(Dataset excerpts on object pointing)
※ ※ ※

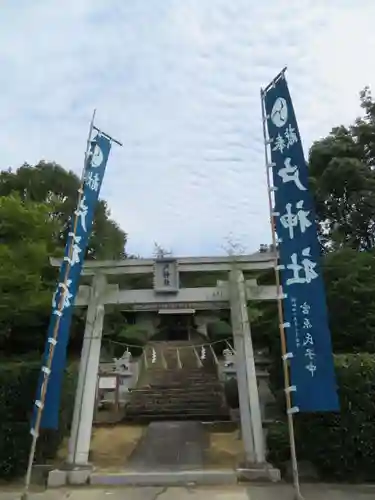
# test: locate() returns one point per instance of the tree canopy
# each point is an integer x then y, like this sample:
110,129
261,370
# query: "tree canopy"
36,204
49,183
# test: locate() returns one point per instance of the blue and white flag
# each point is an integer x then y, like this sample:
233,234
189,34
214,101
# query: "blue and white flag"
67,287
305,311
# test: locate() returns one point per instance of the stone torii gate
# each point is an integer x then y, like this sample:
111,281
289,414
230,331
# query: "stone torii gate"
233,294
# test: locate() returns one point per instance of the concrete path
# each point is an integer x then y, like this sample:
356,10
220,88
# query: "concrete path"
170,446
273,492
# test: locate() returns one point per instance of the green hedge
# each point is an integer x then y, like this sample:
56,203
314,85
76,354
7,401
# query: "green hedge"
18,383
341,446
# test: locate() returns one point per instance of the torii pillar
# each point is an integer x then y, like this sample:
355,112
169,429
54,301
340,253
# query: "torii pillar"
84,405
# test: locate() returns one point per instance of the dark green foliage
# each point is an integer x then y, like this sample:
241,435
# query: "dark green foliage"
340,446
231,393
219,332
18,383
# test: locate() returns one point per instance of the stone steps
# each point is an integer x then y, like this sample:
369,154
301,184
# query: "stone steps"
172,392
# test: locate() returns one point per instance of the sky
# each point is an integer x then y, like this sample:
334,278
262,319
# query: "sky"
178,83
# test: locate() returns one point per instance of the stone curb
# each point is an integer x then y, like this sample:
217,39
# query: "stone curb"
201,477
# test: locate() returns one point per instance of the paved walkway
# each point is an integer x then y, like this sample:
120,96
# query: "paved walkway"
273,492
170,446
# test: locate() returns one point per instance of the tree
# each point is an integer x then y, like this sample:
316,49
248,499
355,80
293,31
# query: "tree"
50,184
27,235
343,178
350,287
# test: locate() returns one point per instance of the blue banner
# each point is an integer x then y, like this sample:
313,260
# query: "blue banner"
67,287
305,311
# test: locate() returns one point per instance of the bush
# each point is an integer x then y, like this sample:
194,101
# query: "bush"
18,384
340,445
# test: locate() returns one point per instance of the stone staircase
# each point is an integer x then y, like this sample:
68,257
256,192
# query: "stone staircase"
178,386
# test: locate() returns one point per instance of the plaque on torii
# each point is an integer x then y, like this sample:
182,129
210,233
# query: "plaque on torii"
166,278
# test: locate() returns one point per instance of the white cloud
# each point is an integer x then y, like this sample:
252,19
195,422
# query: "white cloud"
178,83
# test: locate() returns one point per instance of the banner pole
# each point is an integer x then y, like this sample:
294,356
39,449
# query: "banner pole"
53,339
279,292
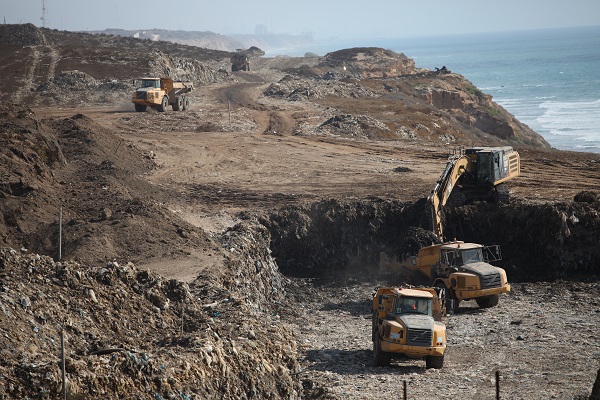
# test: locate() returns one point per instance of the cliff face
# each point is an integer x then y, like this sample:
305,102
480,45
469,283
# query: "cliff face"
456,95
369,62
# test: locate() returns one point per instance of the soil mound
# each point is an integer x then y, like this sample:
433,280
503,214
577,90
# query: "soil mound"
129,331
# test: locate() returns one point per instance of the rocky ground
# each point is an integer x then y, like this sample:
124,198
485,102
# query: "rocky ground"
231,251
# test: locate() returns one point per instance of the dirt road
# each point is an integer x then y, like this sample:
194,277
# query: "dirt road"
238,151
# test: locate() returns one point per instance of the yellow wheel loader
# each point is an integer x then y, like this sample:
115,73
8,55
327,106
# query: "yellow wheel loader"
160,93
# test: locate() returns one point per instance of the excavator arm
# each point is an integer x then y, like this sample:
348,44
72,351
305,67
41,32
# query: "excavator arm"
455,168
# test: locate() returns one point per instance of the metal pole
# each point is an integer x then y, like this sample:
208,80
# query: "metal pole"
497,385
62,353
60,235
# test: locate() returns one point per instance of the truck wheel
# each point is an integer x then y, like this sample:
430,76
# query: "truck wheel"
434,362
178,105
487,301
163,104
380,358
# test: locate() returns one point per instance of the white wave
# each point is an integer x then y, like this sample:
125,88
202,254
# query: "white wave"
574,125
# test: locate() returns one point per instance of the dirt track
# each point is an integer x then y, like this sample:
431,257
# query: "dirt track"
254,163
198,195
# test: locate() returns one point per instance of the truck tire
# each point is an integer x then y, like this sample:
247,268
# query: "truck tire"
380,358
163,104
434,362
178,105
487,301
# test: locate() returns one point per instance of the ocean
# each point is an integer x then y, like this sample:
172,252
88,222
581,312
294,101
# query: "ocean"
548,79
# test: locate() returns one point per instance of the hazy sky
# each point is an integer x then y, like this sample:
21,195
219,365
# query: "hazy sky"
322,18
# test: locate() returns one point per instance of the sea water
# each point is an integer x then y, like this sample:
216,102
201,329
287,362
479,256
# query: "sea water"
548,79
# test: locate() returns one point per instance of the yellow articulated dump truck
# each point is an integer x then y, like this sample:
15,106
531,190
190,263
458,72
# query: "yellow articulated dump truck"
408,322
159,93
463,271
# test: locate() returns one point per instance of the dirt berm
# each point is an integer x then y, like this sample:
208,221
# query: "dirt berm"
232,250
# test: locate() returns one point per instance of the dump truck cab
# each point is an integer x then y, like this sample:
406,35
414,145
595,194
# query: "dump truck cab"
408,321
463,270
159,93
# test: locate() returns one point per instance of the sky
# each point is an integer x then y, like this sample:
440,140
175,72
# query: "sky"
323,19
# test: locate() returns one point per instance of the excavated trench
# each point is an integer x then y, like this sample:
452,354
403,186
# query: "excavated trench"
539,241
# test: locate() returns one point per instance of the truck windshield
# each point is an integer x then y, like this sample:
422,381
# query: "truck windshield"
413,305
150,83
471,255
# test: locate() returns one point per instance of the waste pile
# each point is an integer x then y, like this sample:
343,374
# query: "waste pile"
131,333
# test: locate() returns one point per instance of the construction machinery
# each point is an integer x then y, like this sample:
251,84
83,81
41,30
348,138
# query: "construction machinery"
159,93
478,173
408,322
240,61
463,271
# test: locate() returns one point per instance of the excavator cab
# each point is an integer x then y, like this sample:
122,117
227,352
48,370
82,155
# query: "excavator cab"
490,165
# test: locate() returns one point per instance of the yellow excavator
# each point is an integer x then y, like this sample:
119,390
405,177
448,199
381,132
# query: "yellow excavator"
477,173
461,270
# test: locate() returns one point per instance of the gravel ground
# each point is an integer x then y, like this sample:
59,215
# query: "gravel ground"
541,338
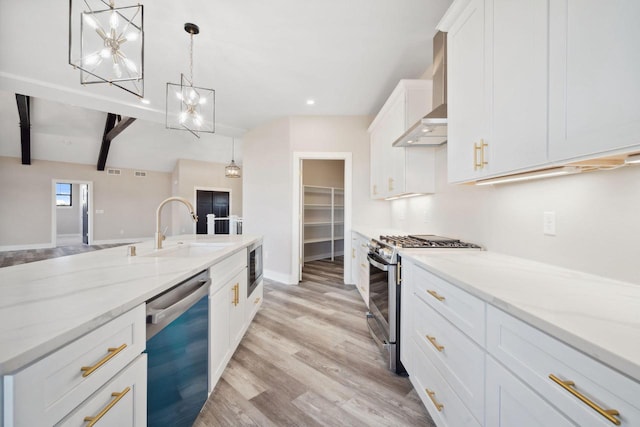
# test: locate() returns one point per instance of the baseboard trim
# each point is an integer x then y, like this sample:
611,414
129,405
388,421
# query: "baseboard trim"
7,248
286,279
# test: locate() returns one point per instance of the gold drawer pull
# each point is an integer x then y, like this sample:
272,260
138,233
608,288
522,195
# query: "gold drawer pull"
112,351
433,342
568,385
435,295
432,396
93,420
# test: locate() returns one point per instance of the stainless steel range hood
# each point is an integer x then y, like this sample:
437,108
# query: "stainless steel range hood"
432,129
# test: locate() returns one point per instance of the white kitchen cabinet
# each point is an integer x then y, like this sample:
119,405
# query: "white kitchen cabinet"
230,312
361,265
121,402
323,221
397,170
594,87
510,403
50,389
497,88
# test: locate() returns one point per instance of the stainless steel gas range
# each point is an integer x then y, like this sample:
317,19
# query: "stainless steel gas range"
385,287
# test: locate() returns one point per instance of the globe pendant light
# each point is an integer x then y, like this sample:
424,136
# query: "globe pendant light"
106,43
189,107
232,170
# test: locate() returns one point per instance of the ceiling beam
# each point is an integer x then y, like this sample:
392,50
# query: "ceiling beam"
113,127
24,111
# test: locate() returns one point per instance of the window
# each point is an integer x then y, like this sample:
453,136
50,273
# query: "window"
63,194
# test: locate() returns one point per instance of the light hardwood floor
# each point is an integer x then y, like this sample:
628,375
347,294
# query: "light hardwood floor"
308,360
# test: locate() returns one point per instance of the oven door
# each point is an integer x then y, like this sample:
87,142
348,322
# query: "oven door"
382,318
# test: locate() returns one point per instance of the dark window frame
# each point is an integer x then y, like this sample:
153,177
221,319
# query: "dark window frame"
69,195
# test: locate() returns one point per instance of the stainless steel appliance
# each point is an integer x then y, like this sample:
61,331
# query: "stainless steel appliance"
385,288
178,352
254,263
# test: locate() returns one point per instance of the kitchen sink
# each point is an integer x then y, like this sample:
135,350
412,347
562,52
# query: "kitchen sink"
191,250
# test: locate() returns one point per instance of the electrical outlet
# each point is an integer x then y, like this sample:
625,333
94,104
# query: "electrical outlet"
549,223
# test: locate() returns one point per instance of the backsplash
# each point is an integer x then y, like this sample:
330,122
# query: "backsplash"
597,218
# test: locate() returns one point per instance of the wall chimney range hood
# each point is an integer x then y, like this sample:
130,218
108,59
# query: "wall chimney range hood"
431,130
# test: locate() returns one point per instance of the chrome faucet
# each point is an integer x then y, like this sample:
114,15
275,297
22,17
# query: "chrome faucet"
159,236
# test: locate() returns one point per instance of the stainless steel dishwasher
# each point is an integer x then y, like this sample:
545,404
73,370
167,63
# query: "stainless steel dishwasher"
177,351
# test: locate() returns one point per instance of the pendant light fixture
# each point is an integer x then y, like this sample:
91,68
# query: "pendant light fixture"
232,170
189,107
106,43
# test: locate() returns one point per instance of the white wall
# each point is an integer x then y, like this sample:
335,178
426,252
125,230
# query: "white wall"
268,158
597,218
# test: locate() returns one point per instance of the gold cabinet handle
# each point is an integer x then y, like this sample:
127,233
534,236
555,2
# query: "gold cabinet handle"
111,352
609,414
93,420
435,295
434,343
432,395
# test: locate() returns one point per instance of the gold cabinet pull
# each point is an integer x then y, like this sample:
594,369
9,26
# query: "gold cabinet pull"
432,395
609,414
93,420
434,343
111,352
435,295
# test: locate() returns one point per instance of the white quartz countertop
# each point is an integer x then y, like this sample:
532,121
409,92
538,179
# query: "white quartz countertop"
47,304
596,315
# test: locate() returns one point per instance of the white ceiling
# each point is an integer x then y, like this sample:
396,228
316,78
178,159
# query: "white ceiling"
263,58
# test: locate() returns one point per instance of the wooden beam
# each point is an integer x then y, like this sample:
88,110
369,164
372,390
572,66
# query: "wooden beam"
113,127
24,111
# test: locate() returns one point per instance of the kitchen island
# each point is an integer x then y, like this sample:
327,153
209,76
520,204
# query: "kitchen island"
46,306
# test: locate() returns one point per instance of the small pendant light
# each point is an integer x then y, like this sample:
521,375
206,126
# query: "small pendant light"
232,170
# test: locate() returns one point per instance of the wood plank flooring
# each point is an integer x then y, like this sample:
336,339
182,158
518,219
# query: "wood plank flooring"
308,360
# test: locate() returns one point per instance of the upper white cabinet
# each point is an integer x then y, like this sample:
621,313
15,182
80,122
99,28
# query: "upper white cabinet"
534,83
593,75
396,170
497,58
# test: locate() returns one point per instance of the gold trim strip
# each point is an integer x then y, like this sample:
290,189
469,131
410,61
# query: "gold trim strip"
435,295
434,343
111,352
93,420
568,385
432,395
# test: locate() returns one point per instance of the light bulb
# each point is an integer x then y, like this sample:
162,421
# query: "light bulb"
132,36
114,21
117,70
90,21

※ ※ ※

▸ Task requirements
Beginning at the line where "# test: locate() returns one point per instance of the wooden" appears, extract each line through the end of the data above; keep them exact and include nothing else.

▸ Answer for this exercise
# test: locate() returns one point per instance of the wooden beam
# each point is an integer x then y, like this sample:
88,110
369,164
372,390
572,66
# query: "wooden beam"
113,127
24,111
# test: locate() returns one point per instance of the kitchen island
# each point is an integer x then y, like this sample:
327,153
209,76
520,204
# query: "kitchen island"
46,306
# test: locate() returns one point per instance of the small pendant light
# each point is an integer x then y, like this sample:
521,375
206,126
# query: "small pendant light"
232,170
# test: locate() returns one point per instance of the wood plank flooring
# each point is an integer x then y, like this sample:
336,339
182,158
518,219
# query: "wood plank flooring"
308,360
# test: locate() returns one point per instance of the upper white cabinet
# each point is an integer x then y, like this sample:
621,313
15,182
80,122
99,28
# query: "upper white cabinet"
534,83
593,75
396,170
497,58
# test: locate() returns one point per instance of the gold trim strip
# each point is an integer x then y, like this sample:
290,189
469,131
410,61
# query: "gold trim strip"
435,295
434,343
111,352
93,420
568,385
432,395
# test: locate() returns one point per instance of the light bulb
# each point is an integer x then y, like this sample:
162,421
# query: "light bulb"
132,36
114,21
117,70
90,21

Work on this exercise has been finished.